• [Requirement]:
Starting at the line that contains "Please segment every instance of the stone arch", print every remaining line of the entries, unchanged, and output nothing more.

[Source records]
· · · · ·
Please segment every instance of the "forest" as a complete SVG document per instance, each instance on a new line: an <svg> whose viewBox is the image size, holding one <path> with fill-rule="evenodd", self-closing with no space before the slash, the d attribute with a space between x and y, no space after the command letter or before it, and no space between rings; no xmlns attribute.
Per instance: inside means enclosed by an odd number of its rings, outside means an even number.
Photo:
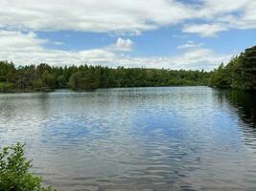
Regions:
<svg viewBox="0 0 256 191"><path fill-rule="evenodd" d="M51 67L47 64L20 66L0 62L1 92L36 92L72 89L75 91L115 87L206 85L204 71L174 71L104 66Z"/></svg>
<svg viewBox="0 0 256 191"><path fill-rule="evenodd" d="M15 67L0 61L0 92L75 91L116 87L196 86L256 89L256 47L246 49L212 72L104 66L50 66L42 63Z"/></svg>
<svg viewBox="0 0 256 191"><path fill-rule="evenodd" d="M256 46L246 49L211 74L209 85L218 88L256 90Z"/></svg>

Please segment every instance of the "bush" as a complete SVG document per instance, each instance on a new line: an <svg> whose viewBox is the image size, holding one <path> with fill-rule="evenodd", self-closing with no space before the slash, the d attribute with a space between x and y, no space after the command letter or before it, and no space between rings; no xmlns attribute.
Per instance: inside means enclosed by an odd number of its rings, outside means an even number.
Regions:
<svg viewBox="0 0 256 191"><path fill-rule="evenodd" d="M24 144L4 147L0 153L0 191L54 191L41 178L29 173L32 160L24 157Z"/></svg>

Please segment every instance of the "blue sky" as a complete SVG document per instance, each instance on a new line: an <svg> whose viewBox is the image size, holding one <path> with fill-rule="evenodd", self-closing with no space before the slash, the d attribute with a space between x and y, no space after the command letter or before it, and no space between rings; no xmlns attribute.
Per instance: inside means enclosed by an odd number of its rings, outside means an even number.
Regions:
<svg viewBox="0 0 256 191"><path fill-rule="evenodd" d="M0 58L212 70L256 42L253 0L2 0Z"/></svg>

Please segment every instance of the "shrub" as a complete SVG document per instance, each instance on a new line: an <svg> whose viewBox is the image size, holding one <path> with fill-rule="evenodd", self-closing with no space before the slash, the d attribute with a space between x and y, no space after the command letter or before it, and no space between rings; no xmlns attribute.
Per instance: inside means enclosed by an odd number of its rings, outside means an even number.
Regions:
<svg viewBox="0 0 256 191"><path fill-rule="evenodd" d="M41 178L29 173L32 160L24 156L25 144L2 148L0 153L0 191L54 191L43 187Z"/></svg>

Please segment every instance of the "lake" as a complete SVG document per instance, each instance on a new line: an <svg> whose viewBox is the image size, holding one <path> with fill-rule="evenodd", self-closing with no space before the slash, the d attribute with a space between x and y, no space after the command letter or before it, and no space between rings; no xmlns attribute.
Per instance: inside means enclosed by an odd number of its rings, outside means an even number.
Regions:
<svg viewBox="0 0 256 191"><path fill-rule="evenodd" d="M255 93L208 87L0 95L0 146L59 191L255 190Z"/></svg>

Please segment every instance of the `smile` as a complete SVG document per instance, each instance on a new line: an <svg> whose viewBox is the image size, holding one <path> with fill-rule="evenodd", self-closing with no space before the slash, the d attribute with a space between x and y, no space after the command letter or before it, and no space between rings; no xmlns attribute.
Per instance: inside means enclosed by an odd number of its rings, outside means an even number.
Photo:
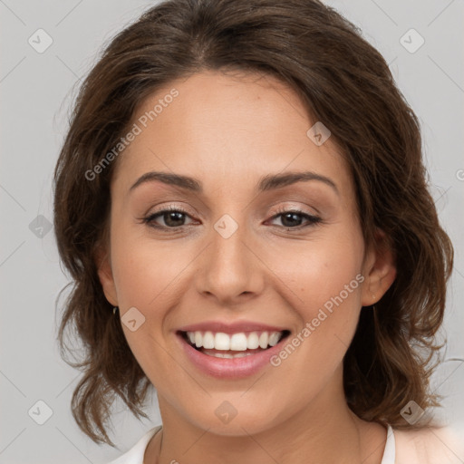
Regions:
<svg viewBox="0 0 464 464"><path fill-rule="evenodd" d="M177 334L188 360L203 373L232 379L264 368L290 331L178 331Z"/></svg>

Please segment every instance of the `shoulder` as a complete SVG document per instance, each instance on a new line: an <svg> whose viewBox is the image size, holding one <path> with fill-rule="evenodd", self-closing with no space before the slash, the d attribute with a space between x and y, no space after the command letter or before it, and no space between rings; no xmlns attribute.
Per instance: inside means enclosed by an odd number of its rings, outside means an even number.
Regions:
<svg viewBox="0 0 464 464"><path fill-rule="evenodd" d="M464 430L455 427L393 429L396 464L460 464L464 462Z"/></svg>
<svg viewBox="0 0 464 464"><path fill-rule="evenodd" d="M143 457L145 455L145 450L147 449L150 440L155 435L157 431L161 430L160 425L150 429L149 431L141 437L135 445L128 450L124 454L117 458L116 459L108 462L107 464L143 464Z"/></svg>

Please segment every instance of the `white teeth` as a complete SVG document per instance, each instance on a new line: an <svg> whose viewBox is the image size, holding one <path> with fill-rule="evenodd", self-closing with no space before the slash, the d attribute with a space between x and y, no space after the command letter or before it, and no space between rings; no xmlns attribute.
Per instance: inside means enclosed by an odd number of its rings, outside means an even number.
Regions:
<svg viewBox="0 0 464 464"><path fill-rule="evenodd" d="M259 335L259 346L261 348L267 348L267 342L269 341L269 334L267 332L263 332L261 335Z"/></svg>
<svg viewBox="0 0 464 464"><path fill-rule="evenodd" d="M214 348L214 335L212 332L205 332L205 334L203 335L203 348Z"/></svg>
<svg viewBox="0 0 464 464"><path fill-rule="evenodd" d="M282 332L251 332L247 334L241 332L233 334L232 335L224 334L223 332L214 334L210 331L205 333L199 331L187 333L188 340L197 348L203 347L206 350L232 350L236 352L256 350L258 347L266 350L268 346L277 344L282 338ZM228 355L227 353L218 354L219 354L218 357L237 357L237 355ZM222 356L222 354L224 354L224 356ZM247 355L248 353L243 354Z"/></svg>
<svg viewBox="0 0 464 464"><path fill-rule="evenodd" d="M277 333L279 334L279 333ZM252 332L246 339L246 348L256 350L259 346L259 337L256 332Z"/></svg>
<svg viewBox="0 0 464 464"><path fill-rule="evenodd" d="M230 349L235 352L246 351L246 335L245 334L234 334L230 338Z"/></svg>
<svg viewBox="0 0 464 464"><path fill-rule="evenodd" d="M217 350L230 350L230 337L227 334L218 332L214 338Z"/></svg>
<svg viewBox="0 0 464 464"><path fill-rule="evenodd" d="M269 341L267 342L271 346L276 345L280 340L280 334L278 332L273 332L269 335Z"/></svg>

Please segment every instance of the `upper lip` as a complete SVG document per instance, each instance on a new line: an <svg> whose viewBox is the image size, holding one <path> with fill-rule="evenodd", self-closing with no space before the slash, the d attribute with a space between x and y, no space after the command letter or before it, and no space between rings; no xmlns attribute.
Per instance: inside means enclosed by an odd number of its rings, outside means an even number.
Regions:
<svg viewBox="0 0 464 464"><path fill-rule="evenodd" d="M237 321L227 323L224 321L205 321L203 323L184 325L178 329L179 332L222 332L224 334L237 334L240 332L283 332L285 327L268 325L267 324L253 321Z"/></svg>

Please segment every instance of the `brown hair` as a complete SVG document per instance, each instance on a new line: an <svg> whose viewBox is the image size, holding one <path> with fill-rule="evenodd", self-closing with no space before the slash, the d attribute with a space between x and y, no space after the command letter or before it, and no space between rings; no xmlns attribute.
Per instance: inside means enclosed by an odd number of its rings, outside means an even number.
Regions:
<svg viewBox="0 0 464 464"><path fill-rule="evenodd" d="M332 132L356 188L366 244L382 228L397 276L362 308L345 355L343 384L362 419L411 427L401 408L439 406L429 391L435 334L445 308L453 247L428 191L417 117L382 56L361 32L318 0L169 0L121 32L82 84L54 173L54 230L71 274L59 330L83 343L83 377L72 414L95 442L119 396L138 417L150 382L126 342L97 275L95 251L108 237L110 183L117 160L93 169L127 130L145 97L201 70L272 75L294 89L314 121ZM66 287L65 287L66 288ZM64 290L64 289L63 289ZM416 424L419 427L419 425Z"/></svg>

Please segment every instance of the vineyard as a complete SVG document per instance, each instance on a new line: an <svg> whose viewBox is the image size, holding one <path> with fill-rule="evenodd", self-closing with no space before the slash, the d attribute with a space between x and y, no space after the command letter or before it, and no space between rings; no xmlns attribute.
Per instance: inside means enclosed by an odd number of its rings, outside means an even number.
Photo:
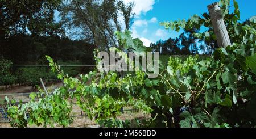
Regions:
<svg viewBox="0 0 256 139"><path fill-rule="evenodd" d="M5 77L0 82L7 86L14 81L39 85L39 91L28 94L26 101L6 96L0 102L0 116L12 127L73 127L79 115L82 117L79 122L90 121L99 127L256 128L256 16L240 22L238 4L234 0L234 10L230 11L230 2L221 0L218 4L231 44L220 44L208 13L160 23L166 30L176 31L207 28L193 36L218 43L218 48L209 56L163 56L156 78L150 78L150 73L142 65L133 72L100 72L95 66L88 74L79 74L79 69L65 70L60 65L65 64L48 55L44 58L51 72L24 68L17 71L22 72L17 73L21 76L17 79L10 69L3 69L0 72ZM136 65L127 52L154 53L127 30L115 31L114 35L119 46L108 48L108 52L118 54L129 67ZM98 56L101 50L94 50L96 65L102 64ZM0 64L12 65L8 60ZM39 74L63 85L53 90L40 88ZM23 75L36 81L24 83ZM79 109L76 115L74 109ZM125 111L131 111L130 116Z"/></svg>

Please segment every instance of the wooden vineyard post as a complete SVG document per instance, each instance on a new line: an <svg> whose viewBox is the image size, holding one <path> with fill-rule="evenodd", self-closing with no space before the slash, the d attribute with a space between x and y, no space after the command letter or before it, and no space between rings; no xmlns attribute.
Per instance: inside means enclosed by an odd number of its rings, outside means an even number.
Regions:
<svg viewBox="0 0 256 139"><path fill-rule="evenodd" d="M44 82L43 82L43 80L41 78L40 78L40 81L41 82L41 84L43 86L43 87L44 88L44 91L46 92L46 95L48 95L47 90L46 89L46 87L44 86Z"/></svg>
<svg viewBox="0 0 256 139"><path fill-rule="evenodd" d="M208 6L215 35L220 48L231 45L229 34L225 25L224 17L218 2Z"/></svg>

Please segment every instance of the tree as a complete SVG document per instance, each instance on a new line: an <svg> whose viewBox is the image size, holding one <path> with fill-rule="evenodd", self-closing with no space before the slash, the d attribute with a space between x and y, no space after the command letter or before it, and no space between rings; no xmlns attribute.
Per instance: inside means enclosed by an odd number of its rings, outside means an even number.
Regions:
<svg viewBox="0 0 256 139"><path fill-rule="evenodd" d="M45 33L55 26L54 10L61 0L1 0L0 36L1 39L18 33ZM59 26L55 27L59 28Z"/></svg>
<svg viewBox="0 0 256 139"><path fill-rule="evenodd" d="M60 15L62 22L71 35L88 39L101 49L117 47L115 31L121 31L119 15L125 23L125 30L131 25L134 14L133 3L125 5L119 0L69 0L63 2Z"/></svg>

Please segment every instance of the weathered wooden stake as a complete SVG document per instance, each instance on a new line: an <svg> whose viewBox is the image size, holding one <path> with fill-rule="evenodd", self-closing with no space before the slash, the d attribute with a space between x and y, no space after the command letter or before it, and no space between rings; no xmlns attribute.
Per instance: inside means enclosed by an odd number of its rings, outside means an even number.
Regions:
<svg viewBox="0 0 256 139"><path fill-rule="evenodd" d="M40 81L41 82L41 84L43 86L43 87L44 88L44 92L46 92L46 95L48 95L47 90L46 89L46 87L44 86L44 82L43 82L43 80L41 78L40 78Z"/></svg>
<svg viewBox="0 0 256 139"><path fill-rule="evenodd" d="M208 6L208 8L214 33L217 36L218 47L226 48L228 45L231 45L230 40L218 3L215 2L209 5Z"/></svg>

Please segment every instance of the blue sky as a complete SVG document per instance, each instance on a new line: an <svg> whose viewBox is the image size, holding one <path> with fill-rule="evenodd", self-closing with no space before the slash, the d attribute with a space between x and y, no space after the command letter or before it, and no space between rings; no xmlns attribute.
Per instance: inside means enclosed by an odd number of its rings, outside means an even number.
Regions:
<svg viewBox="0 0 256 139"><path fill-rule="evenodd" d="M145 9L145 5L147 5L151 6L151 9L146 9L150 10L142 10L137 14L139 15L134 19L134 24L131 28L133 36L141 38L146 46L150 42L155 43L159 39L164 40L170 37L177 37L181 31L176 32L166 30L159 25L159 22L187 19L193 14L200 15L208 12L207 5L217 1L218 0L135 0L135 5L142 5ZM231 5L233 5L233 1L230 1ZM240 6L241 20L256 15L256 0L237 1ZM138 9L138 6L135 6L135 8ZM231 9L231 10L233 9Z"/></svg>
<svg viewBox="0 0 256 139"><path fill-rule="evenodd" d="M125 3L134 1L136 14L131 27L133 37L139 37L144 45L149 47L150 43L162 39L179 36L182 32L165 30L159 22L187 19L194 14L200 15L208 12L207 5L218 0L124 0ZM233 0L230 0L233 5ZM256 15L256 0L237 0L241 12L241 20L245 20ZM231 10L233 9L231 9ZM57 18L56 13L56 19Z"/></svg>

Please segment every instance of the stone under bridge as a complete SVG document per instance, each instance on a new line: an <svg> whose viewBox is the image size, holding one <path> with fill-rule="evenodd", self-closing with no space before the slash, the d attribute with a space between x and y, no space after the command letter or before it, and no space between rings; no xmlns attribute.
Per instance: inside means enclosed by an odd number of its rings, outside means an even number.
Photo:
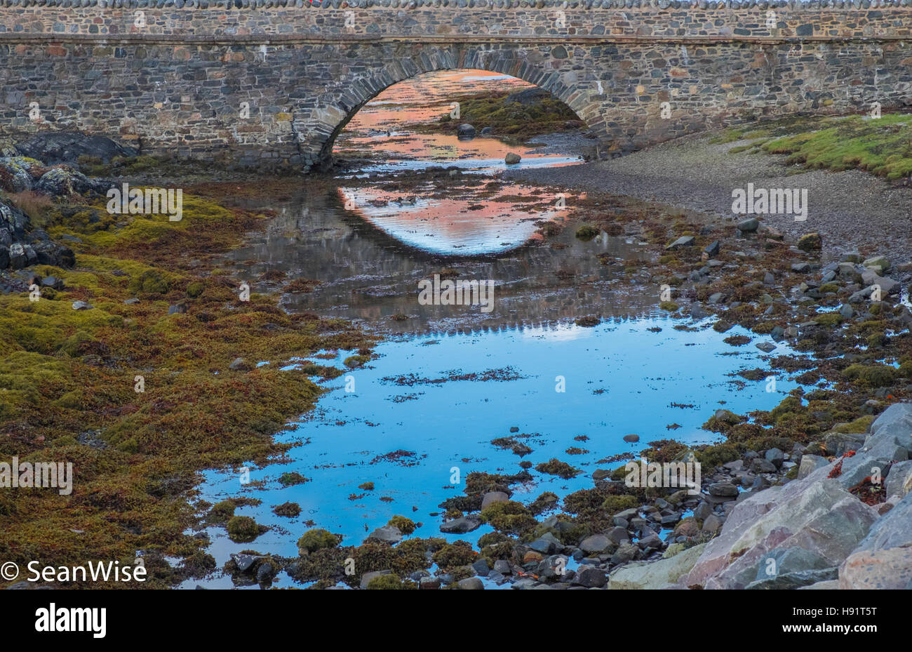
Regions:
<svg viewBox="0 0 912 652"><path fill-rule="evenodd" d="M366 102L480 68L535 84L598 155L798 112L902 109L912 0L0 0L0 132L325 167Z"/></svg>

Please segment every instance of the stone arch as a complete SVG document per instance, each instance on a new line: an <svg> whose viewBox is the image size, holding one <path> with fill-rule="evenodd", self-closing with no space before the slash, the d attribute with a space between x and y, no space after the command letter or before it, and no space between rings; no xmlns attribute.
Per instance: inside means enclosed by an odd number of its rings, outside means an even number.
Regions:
· · · · ·
• [Exercise response]:
Please segment every instance of the stone arch as a complete SVG document per instance, each instance on a new line: an <svg> whose viewBox is the image size, holding one <path> with fill-rule="evenodd", self-closing with no space before the slash, the d attribute with a space between x and y, no space after the command letter or before it, and no space between rings; no xmlns attribute.
Per instance: inside means enclosed by an odd number of its rings, outside means an even number.
Regions:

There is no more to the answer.